[Task]
Extract, verbatim, all lines starting at the one containing "For each instance of the wooden door, set" and ending with the final line of the listing, and no others.

[Provided data]
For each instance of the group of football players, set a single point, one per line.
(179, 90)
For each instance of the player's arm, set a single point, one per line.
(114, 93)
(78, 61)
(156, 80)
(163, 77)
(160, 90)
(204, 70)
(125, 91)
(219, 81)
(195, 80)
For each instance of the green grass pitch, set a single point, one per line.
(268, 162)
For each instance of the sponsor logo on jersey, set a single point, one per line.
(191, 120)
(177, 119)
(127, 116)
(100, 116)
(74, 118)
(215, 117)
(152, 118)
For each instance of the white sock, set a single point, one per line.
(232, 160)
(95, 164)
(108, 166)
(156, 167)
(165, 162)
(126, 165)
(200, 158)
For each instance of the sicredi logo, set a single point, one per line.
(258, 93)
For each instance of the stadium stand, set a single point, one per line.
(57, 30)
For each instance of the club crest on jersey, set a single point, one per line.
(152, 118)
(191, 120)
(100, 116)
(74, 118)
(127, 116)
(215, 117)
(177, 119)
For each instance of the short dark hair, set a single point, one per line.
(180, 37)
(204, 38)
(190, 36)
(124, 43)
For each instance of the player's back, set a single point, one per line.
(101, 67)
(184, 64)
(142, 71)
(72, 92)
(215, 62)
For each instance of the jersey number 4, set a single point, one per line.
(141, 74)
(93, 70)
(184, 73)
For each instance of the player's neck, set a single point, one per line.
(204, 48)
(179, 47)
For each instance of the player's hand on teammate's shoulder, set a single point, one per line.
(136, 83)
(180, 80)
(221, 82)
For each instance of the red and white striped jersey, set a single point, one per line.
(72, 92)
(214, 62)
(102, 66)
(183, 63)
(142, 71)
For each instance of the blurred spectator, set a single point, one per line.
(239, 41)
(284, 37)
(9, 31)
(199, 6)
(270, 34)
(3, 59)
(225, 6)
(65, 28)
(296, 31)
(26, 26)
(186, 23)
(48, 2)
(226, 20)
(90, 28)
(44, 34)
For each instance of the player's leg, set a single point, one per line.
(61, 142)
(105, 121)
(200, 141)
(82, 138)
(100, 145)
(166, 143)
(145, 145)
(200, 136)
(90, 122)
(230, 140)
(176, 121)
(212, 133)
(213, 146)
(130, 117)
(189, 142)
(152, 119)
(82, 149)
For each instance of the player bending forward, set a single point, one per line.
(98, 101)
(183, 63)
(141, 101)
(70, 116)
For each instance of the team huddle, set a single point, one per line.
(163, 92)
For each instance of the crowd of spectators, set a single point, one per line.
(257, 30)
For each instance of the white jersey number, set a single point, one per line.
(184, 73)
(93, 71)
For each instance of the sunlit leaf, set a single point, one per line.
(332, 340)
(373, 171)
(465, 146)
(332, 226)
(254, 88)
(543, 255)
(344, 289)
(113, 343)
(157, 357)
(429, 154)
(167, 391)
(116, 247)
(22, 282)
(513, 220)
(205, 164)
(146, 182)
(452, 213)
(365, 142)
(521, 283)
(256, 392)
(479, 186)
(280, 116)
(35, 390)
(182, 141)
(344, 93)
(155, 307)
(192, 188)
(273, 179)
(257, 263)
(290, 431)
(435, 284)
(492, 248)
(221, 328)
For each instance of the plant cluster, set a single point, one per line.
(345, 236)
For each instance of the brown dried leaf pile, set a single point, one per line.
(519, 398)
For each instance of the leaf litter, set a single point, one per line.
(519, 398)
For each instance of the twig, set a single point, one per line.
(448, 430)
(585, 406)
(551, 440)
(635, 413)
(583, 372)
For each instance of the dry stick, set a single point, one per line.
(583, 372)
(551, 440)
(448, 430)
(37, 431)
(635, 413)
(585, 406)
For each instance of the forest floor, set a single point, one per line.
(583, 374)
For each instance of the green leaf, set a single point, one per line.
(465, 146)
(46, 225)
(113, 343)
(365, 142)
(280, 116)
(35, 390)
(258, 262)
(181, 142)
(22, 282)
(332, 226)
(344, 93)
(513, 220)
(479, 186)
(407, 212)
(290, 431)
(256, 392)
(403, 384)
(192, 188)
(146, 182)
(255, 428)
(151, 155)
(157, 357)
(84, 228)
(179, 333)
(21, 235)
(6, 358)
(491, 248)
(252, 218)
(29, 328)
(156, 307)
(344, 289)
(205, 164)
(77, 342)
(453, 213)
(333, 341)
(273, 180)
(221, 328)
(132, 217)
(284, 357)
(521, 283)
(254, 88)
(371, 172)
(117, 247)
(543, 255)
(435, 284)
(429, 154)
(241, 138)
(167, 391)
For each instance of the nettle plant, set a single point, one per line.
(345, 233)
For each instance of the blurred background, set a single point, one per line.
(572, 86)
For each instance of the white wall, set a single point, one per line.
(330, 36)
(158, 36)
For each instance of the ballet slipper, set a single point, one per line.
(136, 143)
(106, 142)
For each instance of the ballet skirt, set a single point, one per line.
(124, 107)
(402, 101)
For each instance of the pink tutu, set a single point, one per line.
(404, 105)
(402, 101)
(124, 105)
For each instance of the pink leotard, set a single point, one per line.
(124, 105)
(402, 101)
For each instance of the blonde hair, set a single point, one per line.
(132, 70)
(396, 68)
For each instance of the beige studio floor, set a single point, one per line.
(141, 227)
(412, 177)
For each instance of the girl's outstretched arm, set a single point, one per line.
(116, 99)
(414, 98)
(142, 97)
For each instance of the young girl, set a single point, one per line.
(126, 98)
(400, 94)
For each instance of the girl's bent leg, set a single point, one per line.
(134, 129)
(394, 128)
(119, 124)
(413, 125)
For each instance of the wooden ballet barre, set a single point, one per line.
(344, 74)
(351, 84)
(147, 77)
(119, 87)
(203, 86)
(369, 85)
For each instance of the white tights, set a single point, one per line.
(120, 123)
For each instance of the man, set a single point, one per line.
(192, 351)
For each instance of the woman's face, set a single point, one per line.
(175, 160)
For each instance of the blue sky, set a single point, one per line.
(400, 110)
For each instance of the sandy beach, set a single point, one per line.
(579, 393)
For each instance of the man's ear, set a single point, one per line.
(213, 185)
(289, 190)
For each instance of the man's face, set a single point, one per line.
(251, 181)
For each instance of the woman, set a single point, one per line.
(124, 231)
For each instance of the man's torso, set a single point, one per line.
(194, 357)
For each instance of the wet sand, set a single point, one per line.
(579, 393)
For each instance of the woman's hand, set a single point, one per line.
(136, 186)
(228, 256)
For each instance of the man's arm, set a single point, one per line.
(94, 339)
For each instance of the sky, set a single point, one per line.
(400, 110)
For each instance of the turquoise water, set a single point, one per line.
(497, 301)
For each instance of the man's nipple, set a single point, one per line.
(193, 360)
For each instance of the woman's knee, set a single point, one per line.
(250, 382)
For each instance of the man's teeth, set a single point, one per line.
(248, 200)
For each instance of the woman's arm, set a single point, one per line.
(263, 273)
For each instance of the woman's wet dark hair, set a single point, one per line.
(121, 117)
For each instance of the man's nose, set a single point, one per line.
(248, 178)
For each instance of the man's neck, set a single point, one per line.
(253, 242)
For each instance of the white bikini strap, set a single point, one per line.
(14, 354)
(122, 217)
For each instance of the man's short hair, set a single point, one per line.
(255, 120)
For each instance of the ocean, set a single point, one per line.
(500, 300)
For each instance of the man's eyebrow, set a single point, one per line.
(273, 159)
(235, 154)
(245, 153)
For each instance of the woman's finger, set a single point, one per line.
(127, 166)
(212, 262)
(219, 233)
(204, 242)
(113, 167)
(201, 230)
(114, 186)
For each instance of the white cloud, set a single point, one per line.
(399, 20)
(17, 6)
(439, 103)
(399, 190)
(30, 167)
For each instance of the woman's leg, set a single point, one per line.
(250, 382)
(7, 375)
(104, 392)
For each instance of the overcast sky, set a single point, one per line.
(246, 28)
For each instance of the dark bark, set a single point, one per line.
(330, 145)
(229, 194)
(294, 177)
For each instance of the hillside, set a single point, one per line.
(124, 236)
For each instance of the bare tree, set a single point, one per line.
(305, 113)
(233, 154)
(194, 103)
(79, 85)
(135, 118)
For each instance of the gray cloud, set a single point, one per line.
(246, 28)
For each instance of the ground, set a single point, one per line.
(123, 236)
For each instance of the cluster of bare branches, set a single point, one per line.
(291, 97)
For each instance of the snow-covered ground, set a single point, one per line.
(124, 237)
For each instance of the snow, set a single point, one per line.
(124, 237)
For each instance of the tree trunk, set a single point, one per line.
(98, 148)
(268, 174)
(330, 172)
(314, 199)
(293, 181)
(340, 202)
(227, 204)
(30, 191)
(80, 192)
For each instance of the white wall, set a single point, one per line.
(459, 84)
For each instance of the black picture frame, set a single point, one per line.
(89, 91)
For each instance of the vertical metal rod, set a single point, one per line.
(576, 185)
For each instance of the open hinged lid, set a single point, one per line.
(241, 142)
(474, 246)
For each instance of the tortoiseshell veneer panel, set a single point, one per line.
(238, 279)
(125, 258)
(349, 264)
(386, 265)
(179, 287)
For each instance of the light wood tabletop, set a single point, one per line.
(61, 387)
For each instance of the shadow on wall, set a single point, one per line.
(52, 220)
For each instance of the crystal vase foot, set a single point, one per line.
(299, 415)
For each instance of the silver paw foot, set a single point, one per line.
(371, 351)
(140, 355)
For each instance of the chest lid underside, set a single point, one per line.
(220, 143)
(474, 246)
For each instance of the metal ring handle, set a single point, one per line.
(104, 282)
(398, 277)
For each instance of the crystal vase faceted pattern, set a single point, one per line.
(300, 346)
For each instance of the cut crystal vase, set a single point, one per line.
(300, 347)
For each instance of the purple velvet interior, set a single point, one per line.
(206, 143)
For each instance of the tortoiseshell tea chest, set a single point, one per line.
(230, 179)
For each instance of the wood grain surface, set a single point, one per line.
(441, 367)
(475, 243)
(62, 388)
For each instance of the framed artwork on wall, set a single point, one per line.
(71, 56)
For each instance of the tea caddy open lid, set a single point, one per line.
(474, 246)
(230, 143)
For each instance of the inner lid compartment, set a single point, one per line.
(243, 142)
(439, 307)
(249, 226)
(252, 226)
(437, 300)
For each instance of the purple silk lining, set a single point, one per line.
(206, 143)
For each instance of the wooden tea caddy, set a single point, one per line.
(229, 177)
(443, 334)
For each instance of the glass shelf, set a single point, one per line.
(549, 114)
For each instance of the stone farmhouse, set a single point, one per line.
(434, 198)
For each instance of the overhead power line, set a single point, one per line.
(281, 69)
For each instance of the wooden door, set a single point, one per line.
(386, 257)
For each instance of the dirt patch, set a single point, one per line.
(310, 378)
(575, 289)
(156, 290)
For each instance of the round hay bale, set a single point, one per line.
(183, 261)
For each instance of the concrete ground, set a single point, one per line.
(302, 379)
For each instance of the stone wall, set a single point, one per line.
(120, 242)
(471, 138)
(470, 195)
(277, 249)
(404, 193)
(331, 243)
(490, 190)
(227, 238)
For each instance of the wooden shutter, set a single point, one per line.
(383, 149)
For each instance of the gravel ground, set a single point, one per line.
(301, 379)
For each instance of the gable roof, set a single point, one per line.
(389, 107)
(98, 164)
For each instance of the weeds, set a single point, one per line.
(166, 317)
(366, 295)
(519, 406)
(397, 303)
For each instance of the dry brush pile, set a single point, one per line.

[Solution below]
For each instance of the wooden door, set a single point, one per line.
(386, 257)
For each instance of the dirt patch, set a single point, one per line.
(310, 378)
(575, 289)
(156, 290)
For each instance of the round hay bale, set a single point, one per line.
(183, 261)
For each instance of the concrete ground, set a single point, one per line.
(302, 379)
For each instance of the stone wall, set a single point, one per line.
(120, 242)
(471, 138)
(470, 195)
(277, 249)
(404, 193)
(331, 243)
(490, 190)
(227, 238)
For each instance of the wooden shutter, set a single point, one per line.
(383, 149)
For each instance of the gravel ground, set a single point, one per line.
(301, 379)
For each instance of the gable roof, set a single point, one per line.
(389, 107)
(98, 164)
For each instance of the weeds, set a single point, one per line.
(166, 317)
(366, 295)
(519, 406)
(397, 303)
For each instance of the dry brush pile, set a single point, one per line.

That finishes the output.